Source records:

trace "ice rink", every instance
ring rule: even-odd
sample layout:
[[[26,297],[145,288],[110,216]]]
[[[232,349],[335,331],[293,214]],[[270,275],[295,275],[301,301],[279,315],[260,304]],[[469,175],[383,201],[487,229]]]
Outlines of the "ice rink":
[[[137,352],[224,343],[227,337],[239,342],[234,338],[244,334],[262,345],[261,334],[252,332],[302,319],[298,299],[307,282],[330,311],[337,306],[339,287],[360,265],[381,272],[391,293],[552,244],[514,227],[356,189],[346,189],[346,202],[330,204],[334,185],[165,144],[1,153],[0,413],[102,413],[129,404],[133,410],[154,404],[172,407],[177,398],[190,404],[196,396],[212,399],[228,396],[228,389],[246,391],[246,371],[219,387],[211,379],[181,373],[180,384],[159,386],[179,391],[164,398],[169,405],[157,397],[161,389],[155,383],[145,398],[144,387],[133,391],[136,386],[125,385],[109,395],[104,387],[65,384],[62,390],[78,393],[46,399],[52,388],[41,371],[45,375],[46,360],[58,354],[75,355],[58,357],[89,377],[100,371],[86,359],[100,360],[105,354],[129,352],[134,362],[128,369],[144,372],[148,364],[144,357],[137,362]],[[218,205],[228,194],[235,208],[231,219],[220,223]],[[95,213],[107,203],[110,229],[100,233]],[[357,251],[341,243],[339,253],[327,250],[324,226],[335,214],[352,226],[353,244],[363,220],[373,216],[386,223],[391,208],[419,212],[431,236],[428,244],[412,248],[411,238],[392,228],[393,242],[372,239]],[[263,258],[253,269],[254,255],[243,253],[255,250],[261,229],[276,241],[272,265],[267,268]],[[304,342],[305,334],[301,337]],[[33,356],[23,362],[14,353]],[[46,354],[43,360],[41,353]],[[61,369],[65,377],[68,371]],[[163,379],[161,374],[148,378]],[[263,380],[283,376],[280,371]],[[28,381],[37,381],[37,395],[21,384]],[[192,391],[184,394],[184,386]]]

What needs to be done: Rewrite the records above, replacing "ice rink" with "skating rink" each time it appears and leaving everything else unchanged.

Problem solution:
trace "skating rink", every instance
ring rule: even-odd
sample layout:
[[[26,297],[145,288],[110,216]]]
[[[232,349],[335,331],[293,214]],[[270,275],[295,275],[301,301],[279,315],[260,304]],[[469,175],[383,201],[487,229]]]
Outlines of the "skating rink":
[[[137,352],[224,343],[227,337],[239,342],[234,338],[244,334],[262,345],[261,334],[252,332],[302,319],[298,299],[307,282],[330,311],[337,306],[339,287],[360,265],[381,272],[391,293],[552,244],[514,227],[356,189],[346,189],[346,202],[330,204],[334,185],[165,144],[1,153],[0,413],[102,413],[129,404],[133,410],[154,404],[172,407],[177,398],[190,404],[196,396],[212,399],[228,396],[228,389],[246,391],[246,371],[219,387],[211,379],[181,373],[180,384],[159,386],[179,391],[164,398],[169,405],[157,397],[161,389],[155,383],[145,398],[144,387],[133,391],[136,386],[125,385],[109,395],[104,387],[65,384],[62,390],[78,393],[46,399],[52,388],[41,371],[45,375],[46,360],[58,354],[75,355],[58,357],[89,377],[100,371],[86,359],[100,360],[105,354],[129,352],[134,362],[128,369],[144,372],[148,364],[144,357],[137,362]],[[218,205],[228,194],[235,208],[231,219],[220,223]],[[95,213],[107,203],[110,229],[100,233]],[[357,251],[341,243],[339,253],[327,250],[324,226],[335,214],[352,226],[353,244],[363,220],[373,216],[386,223],[391,208],[419,212],[431,236],[428,244],[412,248],[411,238],[392,228],[393,242],[372,239]],[[263,258],[253,269],[254,255],[243,253],[255,250],[261,229],[276,241],[272,265],[267,268]],[[304,342],[305,334],[301,337]],[[33,356],[23,362],[14,353]],[[46,354],[43,360],[41,353]],[[61,369],[65,377],[68,371]],[[163,379],[161,374],[148,378]],[[263,380],[283,376],[280,371]],[[28,381],[37,381],[37,395],[21,384]],[[192,391],[184,394],[184,386]]]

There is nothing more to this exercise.